* WORK TO COMPLETE: In the text below about culture workers and the Israel-Gaza war, translate this sentence into Spanish: "Here, too, culture workers are uniquely positioned to oppose this assault on solidarity, free speech, and political organizing."

* PASSAGE TO READ:
At different scales, these cultural institutions weave legitimacy for Israeli violence, and some directly provide material support to efforts to smother Palestinian resistance. The owners of media corporations and museums, subject to advertiser and donor pressure, protect this legitimacy by retaliating against culture workers who speak out against the bloodshed that their employers help enable.
One major project that culture workers can undertake is therefore to identify the specific organs that provide ideological cover for Israel’s genocidal violence and then to intervene to stop them from doing so. This might include building supermajority support among staff for an institution to embrace the Palestinian Academic and Cultural Boycott of Israel, organizing freelance workers into refusing to work for a particular cultural organization, and assembling collective protection for workers who face retaliation—firings, forced resignations, canceled bookings—for taking principled public stances. It will surely mean causing a public crisis for the media juggernauts that pretend to maintain journalistic neutrality and instead consistently obfuscate facts, demonstrate a pro-Israel bias, and amplify the IDF’s misrepresentations of the war.
More on the Israel-Gaza War
Culture workers have a second, related task. The political right in the US is waging a war of position to redefine antisemitism as failure to support the Israeli state without qualification. The evidence of this war of position surrounds us: HR 894, which defines anti-Zionism as antisemitic; the highly coordinated and successful right-wing attack on Penn President Liz Magill; moral panics over the phrases “intifada” (uprising), “from the river to the sea,” and “free Palestine,” which all advocate for justice but are misrepresented as slogans for genocide; moves by the federal government, the DeSantis administration in Florida, and individual universities like Columbia and Rutgers to ban chapters of Students for Justice in Palestine.
Here, too, culture workers are uniquely positioned to oppose this assault on solidarity, free speech, and political organizing. We need to organize inside our cultural organizations, our publications, and our academic departments to push for a different set of claims: that all people between the Jordan River and the Mediterranean Sea deserve a life worth living; that Palestinians deserve to live free from bombardment, settler pogroms, occupation, and apartheid; that adhering to the moral principles of Judaism and the historical lessons of the Shoah means opposing Zionist violence and injustice—indeed, opposing Zionism; that, at minimum universities and magazines should enable rather than repress political expression.
And we’ll have to move fast, because our opposition is moving fast, and because we can, in fact, organize to stop the war, though only if we’re smart enough to figure out what works and dedicate ourselves to that project.

* DATA EXTRACT:
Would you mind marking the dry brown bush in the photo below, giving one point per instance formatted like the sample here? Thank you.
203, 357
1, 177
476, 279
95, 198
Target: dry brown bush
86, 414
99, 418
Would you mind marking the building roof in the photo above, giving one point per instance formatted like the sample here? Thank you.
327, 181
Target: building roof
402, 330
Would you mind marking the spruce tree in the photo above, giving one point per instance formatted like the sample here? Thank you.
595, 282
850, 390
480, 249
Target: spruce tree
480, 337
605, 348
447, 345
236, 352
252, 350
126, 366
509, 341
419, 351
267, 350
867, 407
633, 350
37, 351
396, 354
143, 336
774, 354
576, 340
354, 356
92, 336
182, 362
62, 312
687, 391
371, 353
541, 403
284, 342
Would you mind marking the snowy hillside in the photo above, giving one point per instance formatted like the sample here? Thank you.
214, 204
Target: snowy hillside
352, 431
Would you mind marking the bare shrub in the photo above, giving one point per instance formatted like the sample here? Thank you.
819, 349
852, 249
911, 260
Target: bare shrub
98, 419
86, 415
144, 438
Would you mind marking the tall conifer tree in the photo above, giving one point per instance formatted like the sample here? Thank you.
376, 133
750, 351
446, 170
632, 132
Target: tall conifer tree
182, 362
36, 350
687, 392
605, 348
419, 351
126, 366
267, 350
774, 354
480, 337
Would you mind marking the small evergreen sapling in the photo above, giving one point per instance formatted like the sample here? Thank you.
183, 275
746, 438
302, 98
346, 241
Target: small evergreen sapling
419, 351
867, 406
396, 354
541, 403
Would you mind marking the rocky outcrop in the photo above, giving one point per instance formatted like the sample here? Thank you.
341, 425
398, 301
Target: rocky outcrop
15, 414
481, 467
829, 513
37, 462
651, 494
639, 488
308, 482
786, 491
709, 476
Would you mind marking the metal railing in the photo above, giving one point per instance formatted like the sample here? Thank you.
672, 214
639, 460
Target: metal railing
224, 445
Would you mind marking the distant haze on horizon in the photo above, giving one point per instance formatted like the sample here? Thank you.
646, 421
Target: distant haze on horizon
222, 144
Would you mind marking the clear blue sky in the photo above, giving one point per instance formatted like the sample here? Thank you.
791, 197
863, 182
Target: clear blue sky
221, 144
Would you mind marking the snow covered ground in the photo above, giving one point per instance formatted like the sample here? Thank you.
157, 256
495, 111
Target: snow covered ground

* RESULT FOR THIS TASK: Aquí también, los trabajadores de la cultura están en una posición única para oponerse a este ataque contra la solidaridad, la libertad de expresión y la organización política.